Information provided
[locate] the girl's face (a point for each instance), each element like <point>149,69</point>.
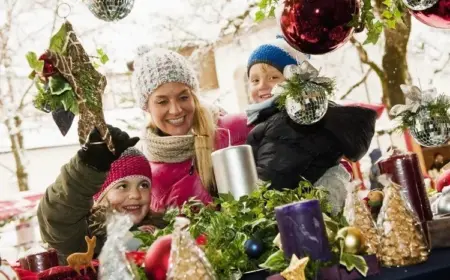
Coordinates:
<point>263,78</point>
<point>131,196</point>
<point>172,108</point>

---

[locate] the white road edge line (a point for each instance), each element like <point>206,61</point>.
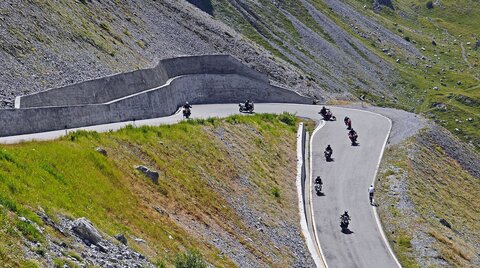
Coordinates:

Given request
Set down, without any change, the lines from the one containing "[locate] the girl's" through the one containing "<point>172,108</point>", including both of those lines. Leave the pictures out.

Problem solution
[locate] the girl's face (a point for each instance), each element like <point>149,69</point>.
Coordinates:
<point>263,78</point>
<point>131,196</point>
<point>172,108</point>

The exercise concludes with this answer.